━━━━━ Materials provided

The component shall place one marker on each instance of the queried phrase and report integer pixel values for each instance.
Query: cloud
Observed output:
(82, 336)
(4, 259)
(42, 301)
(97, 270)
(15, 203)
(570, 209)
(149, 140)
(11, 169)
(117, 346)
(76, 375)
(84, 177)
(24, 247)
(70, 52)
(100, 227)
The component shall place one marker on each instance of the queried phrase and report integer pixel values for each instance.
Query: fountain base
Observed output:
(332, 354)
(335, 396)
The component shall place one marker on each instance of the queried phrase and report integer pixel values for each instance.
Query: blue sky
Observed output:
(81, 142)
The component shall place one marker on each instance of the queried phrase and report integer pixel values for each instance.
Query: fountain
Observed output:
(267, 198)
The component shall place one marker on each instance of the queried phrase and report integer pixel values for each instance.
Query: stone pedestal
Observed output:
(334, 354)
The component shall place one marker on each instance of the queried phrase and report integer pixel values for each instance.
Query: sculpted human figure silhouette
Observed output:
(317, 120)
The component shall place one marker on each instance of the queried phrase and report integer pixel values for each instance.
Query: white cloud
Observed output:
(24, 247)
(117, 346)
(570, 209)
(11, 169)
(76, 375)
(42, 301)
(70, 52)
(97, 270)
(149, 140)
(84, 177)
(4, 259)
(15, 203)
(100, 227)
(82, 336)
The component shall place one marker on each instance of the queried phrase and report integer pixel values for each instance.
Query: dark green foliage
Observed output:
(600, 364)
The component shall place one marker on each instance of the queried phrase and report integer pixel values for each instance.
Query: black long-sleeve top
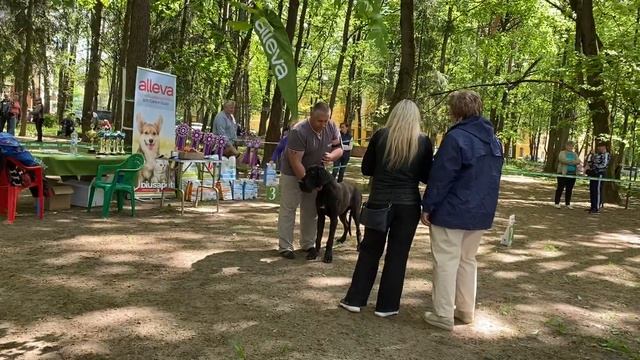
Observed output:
(398, 186)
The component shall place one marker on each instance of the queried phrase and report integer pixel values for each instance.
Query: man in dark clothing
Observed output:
(597, 164)
(459, 205)
(5, 107)
(340, 166)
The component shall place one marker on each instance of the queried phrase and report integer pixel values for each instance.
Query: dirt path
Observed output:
(211, 286)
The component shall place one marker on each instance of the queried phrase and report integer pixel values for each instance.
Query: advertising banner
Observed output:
(154, 126)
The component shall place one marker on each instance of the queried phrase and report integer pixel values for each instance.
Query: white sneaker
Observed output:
(350, 308)
(438, 321)
(386, 313)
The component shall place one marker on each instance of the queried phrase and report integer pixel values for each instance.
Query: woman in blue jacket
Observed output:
(459, 205)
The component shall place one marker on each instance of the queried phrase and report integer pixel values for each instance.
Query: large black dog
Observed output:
(334, 200)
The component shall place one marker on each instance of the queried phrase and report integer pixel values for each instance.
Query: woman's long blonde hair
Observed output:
(404, 132)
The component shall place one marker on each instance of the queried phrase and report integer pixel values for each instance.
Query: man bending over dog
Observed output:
(310, 142)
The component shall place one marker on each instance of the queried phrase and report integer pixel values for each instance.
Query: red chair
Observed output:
(9, 194)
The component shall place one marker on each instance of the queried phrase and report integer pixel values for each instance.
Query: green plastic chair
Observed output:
(125, 180)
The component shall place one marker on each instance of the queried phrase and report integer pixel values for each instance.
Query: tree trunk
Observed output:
(93, 75)
(122, 62)
(273, 130)
(26, 70)
(448, 29)
(343, 52)
(591, 48)
(407, 60)
(299, 41)
(137, 52)
(266, 109)
(45, 74)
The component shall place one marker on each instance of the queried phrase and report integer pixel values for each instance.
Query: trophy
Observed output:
(91, 135)
(121, 137)
(102, 142)
(112, 143)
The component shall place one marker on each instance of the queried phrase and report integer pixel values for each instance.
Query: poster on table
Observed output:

━━━━━━━━━━

Task to carry out
Set down every entry word for word, but omit the pictures.

Expected answer
The component shall place one marker on each instance of the queried phrase and report integer pixel values for each instance.
Query: cloud
Observed output:
(82, 336)
(4, 259)
(42, 301)
(97, 270)
(15, 203)
(570, 209)
(149, 140)
(11, 169)
(117, 346)
(76, 375)
(84, 177)
(24, 247)
(70, 52)
(100, 227)
The component shall place one marker on each instance of the queried phrase and report integer pixel values for each instance.
Query: fountain base
Observed output:
(332, 354)
(335, 396)
The component shall place one marker on each instance of the queried phrase and report integer pixel values for each instance.
Query: blue sky
Observed output:
(81, 142)
The component shall place one marker on each instance of the queried phrase and report integer pixel values for each instance.
Query: fountain
Observed output:
(267, 198)
The component shall place one marker on each instance of the queried phrase and report integer pixel values for each instance.
Query: stone pedestal
Observed output:
(334, 354)
The component shall place one marker on each instance of the queried phrase and report integer pixel values for each instance.
Query: sculpted human figure silhouette
Observed output:
(317, 120)
The component shall place one marker on each instance of the queried phrase and report integer pixel values for each instance.
Query: white cloud
Observed output:
(24, 247)
(117, 346)
(570, 209)
(11, 169)
(76, 375)
(42, 301)
(70, 52)
(97, 270)
(149, 140)
(84, 177)
(4, 259)
(15, 203)
(100, 227)
(82, 336)
The component shall place one marker on each instance of the queried phrase and report integer pixel values for each instance.
Query: dark green foliage
Observed output:
(600, 364)
The component shall place one marker on each instance of the queried phrase and report integer pixel values for each instance.
Query: black long-sleeve top
Observed output:
(398, 186)
The component shall place one marker on each instance of the queried phrase and report integer pixel values for each instance.
Query: man in dark clothing
Observed output:
(597, 164)
(459, 205)
(5, 107)
(340, 166)
The component shall place one marker on each instance of the queried phrase and report integer pixel values for each instance.
Query: dirt path
Observed output:
(211, 286)
The component shall place one marker on each instance of the queried phrase and report integer pixel values for each instance.
Query: advertising banner
Observed output:
(154, 126)
The component shall place one marker on each instance of the queried phrase and report integer pixel values for each instance.
Query: white sneaker
Observed output:
(350, 308)
(438, 321)
(386, 313)
The component shall place one marker on each instance of the queried phrase and report integer pixel values for each instance.
Query: woman in blue jacket
Observed output:
(459, 205)
The component shall place one marker on each instance of the queried phrase and report integer pixel values for each instance.
Query: large black dog
Observed output:
(334, 200)
The component shall place one marker on each instance of the queried phrase and report integer pixel values for each instance.
Query: woman's long blonde hair
Observed output:
(404, 132)
The component shall place one marker on each instance of the queried phrase and report integer pixel values for each instance.
Query: man bending over dog
Observed output:
(310, 142)
The component shall place one marker on each instance of the queried phrase and report integer pixel values for each instance.
Query: red chair
Observed output:
(9, 194)
The component shall place one marker on each instance of the queried phrase and report integer pixel values for each instance.
Query: green plastic chair
Observed output:
(125, 180)
The component shall place one marker on each instance of the queried phrase and report integer pixel values for each instance.
Query: tree trunk
Observed output:
(93, 75)
(122, 62)
(273, 130)
(26, 70)
(448, 29)
(343, 52)
(591, 48)
(407, 60)
(299, 41)
(137, 52)
(266, 109)
(45, 74)
The component shall place one marker on each instance of the queried phrase and report integer pixel values for each instance.
Query: trophy
Observed output:
(91, 135)
(121, 137)
(102, 142)
(112, 143)
The component shall place one marker on each instance of the queried phrase and report integer pixel values for each instance.
Query: poster on table
Observed output:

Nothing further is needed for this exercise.